▶ **INPUT FOR THIS TASK**:
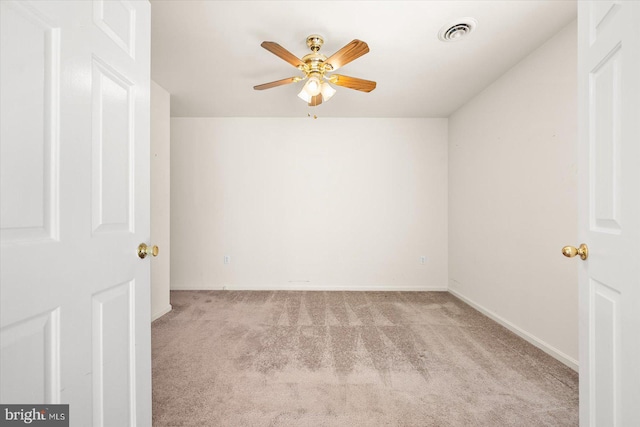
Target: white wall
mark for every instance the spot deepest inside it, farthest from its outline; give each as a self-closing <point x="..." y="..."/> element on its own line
<point x="512" y="198"/>
<point x="160" y="200"/>
<point x="308" y="204"/>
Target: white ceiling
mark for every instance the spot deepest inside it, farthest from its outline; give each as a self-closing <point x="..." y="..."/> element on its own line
<point x="207" y="54"/>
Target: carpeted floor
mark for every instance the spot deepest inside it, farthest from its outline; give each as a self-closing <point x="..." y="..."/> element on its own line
<point x="240" y="358"/>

▶ **YOUR ASSIGNMENT**: Only the lines from the one containing "Target: carpeted floor" through the final line of the records above should be printed, exactly as they stand.

▶ **EXERCISE RESULT**:
Target: carpeted floor
mark for every instance the spot deepest inside it, farthest from its outline; give each as a self-closing <point x="..." y="..."/> element on its own line
<point x="240" y="358"/>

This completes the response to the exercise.